-- Begin SUPPLIED TEXT --

Here's a closeup of the altered sight UVs:

UV Close.jpg
 
When CubeMapping UVs on a hi res mesh produces, some UV "patches" are disassociated with the main UV mapping Seams.

The included image shows one of them, usually at a corner, but they can be moved and snapped back into place.
They may be rotated 180 degrees, in which case I set the Rotation Step size to 90 degrees
because it wouldn't rotate at all when set to 180. And in the UV editor Cheetah will only
let you rotate one increment at a time. In other words if set to 90, you can't rotate two
increments at once, you have to rotate twice.

It's a little odd, but once you figure out what's going on, it's OK.
Once the "patch" is snapped into place, you can Toggle
the Seam off around the patch and it's fixed.

UV Patching.jpg
 
The most important thing to remember is to use the Group Selection Tool,
not to be confused with the Select Group command.

uv_patching.gif
 
Even with the template pattern, it's gorgeous.
Thanks T, I love the look too, it has an anodized aluminum feel to it.

I just finished the foundation of the material for this mesh.
The patina comes from the roughness layer of a PBR
called beaten up metal, but I used it as the Base Color.
I added a layer of light scratches over that.

HB SR Mat Test 01.jpg
 
Looks swell.

In such a case the cubic mapper works reasonably well, especially when you do use such a map (but try it with a simple ball). Unwrapping on the other hand is an art in itself which needs exercise.

To be honest, it's quite a while since I used Cheetah's unwrapping, but it was reasonably good. Not in the same league as other apps, I know. Not that the algorithms are bad, but Cheetah is missing additional tools and options, for example a way to straighten up some polygon island. So you have to do some things by hand that other apps do automatically (with pins and stuff). If you use any other app (for example 3d coat, blender, whatever) it's probably a bit easier to do it there. But with the right seems you get reasonably good results (and maybe you'll even need the unwrapper for some parts, especially when you want to paint scratches over edges). And the mapper you know anyway more than well enough, so I still suggest to use unwrapping (with the right seams you'll get reasonably straight maps).

The uv texture will later on be even more handy than just for distortion: For a scale that's roughly the same for all the parts that are made of the same material.
 
Thanks Has, of course I would use the Spherical Mapper on a ball.

On the sight rail I used Automatic Seams which worked better than my manually applied seams.

There is a way to Pin uv's in Cheetah but I can't remember how FB did that.
I found a command to select all pinned uv's but that's all so far.

And because I snapped uv islands together, I can have scratches over edges.

-- End SUPPLIED TEXT --
-- Begin GIVEN DATA --

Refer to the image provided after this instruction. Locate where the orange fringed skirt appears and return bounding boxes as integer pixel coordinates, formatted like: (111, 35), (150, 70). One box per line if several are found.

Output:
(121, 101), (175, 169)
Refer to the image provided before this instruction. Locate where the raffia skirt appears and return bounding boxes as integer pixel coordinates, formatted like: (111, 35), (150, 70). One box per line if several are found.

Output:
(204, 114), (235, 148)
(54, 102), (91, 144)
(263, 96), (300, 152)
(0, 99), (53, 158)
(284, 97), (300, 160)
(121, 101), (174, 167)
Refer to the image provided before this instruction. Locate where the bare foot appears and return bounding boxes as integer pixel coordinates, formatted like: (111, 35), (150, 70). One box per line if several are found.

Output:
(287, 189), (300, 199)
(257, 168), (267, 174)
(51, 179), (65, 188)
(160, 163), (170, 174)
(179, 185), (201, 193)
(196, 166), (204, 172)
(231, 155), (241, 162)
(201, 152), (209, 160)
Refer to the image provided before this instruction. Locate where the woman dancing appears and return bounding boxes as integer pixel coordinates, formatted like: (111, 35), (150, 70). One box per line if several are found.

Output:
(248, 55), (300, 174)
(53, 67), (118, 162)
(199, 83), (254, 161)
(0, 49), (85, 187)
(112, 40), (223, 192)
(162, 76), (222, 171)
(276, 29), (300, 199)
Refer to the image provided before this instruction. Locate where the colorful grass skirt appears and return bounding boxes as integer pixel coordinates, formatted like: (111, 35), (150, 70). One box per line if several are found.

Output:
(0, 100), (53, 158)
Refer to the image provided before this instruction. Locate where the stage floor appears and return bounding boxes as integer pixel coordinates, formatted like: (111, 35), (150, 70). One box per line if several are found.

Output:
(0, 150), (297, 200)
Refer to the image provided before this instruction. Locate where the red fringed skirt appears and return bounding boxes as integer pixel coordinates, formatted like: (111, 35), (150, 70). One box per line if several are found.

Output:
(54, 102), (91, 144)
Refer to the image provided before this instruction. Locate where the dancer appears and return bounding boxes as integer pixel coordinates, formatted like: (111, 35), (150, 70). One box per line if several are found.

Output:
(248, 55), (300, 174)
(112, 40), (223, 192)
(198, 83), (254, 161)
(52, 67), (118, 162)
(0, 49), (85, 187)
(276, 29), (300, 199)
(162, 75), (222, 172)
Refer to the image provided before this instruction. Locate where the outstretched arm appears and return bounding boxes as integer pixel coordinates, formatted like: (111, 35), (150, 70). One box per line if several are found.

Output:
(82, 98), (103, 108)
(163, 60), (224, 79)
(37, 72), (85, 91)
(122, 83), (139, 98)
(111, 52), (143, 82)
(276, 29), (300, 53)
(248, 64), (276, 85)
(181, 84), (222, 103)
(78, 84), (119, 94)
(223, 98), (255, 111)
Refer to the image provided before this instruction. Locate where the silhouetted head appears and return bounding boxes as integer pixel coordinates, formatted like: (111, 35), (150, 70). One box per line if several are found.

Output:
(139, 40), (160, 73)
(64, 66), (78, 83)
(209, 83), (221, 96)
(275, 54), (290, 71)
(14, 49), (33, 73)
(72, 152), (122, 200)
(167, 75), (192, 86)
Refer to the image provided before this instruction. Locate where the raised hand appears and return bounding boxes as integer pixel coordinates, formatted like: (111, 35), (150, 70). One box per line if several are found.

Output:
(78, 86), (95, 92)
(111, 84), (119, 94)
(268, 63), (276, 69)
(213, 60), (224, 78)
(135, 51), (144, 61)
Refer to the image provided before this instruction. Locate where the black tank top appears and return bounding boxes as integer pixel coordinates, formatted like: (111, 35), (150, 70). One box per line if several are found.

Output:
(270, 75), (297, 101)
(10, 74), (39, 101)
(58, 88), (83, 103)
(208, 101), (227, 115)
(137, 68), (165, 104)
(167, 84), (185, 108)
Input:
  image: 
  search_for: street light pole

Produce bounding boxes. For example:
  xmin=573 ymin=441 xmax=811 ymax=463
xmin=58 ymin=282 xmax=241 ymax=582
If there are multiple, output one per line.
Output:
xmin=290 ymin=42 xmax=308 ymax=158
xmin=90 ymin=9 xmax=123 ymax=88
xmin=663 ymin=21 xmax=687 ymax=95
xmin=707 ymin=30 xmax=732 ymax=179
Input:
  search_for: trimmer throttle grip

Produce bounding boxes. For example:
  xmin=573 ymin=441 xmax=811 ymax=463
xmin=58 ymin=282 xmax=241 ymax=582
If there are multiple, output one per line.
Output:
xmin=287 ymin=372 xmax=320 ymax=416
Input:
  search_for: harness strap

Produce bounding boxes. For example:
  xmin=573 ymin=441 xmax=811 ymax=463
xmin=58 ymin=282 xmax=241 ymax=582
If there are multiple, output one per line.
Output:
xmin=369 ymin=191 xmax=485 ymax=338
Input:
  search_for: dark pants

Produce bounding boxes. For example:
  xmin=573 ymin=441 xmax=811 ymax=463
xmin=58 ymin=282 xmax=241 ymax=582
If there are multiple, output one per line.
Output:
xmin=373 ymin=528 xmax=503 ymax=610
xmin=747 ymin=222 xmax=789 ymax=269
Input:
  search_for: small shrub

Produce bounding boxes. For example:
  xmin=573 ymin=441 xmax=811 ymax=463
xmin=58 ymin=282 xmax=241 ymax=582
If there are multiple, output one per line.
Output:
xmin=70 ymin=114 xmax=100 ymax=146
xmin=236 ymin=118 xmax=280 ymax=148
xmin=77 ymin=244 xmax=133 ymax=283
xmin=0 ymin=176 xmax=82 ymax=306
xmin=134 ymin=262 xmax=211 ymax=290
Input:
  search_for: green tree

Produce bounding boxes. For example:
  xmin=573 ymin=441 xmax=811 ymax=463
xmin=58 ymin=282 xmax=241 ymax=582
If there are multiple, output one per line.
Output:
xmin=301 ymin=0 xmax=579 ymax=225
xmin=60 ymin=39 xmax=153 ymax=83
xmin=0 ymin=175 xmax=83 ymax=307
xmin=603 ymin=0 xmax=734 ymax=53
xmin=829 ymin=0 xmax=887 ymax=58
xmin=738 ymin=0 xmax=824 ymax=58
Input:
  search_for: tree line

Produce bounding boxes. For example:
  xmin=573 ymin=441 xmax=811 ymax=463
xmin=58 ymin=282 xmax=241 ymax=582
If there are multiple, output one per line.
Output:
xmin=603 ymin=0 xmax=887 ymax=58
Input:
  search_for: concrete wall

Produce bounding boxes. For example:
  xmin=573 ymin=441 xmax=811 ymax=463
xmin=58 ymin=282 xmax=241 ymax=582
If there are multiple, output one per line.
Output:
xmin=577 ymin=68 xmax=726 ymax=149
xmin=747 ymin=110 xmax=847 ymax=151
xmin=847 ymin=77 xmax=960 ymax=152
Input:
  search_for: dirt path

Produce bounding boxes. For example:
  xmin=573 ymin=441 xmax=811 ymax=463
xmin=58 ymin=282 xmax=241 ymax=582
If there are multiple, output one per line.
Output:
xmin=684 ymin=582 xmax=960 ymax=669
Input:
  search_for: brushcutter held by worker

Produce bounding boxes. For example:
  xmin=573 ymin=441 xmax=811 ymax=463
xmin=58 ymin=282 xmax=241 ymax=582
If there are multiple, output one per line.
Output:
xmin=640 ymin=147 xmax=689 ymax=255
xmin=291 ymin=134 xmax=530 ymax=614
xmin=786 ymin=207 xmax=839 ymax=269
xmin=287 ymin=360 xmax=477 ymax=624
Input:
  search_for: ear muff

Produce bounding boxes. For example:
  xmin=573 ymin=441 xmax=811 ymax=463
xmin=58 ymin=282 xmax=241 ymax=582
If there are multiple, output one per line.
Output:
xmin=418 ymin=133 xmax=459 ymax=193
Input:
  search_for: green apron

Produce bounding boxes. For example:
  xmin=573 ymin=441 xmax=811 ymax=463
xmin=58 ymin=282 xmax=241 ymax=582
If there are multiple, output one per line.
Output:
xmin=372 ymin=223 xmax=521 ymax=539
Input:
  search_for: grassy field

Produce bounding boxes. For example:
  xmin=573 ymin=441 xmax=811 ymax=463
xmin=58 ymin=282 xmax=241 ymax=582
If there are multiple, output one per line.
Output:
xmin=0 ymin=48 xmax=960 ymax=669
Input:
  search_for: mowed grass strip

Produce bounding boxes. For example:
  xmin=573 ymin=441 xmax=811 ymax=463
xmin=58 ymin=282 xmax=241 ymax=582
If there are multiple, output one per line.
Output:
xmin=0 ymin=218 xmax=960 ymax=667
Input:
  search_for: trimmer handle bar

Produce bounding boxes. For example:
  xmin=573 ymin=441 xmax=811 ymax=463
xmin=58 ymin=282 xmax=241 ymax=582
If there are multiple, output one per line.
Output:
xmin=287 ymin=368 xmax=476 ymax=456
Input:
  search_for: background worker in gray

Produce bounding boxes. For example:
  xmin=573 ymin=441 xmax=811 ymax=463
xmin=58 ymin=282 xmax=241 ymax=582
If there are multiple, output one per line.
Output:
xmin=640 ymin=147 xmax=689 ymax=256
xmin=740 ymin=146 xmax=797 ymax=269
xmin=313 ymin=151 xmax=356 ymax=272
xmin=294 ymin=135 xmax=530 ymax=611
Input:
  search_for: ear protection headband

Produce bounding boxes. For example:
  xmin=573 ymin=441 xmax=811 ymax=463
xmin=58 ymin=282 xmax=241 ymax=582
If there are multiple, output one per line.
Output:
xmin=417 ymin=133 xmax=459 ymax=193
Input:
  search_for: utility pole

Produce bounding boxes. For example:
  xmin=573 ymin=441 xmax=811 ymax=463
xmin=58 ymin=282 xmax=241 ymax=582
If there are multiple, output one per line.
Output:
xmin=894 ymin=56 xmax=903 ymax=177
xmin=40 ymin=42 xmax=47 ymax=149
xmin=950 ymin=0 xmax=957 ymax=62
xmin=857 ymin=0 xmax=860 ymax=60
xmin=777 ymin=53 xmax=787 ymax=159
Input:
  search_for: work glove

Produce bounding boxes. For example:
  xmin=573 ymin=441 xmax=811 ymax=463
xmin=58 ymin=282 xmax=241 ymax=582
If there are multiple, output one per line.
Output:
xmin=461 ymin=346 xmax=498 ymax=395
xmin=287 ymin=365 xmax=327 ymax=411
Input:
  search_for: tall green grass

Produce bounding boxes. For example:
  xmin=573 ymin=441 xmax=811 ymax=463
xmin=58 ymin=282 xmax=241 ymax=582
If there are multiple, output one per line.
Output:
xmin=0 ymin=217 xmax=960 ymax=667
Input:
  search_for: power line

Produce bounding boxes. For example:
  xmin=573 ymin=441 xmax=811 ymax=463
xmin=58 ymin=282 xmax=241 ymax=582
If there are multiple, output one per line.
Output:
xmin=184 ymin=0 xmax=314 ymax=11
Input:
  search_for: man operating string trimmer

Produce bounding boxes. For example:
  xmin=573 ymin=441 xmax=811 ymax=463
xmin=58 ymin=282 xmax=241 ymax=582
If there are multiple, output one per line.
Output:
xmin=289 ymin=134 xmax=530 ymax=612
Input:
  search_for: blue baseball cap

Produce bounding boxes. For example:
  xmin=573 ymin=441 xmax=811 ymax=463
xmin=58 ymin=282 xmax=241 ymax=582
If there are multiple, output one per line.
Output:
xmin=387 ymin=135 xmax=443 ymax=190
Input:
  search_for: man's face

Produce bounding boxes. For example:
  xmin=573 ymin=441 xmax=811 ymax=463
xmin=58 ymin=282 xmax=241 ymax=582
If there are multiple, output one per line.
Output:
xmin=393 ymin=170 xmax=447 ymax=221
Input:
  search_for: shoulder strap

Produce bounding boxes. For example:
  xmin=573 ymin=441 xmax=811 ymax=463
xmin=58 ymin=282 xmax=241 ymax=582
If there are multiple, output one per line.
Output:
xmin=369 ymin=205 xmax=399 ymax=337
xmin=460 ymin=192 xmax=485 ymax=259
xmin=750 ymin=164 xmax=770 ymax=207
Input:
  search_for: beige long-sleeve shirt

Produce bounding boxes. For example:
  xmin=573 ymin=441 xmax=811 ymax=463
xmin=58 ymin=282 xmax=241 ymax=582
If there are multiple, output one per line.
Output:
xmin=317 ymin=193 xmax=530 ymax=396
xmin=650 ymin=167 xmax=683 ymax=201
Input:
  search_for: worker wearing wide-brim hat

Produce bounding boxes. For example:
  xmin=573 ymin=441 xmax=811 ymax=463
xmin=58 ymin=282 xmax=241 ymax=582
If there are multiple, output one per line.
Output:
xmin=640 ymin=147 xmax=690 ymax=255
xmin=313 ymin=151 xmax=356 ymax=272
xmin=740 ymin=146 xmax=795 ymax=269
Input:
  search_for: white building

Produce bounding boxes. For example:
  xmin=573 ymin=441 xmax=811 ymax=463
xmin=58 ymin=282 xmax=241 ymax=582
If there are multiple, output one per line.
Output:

-- End GIVEN DATA --

• **SHORT TASK 1**
In the text on UV mapping, which tool is named as the most important thing to remember to use?
• **SHORT TASK 2**
From the listing, reproduce the lines that begin with the one containing "where the silhouetted" and end with the one containing "(167, 84), (185, 108)", including both of those lines.

• **FINAL ANSWER 1**
The Group Selection Tool.

• **FINAL ANSWER 2**
Refer to the image provided before this instruction. Locate where the silhouetted head appears and return bounding boxes as integer pixel coordinates, formatted like: (111, 35), (150, 70). One box per line if several are found.

Output:
(139, 40), (160, 73)
(64, 66), (78, 83)
(209, 83), (221, 96)
(275, 54), (290, 71)
(14, 49), (33, 73)
(72, 152), (122, 200)
(167, 75), (192, 86)
Refer to the image provided before this instruction. Locate where the raised hand appears and return bounding boxes as integer pixel coordinates, formatted like: (111, 35), (150, 70). One box per line if several are found.

Output:
(78, 86), (95, 92)
(111, 84), (119, 94)
(268, 63), (276, 69)
(213, 60), (224, 78)
(135, 51), (144, 61)
Refer to the image provided before this instruction. Locate where the black tank top appears and return bounding boxes as integer pixel coordinates, formatted like: (111, 35), (150, 70). One box per line if several are found.

Output:
(270, 75), (297, 101)
(10, 74), (39, 101)
(58, 88), (83, 103)
(208, 101), (227, 115)
(137, 68), (165, 104)
(167, 84), (185, 108)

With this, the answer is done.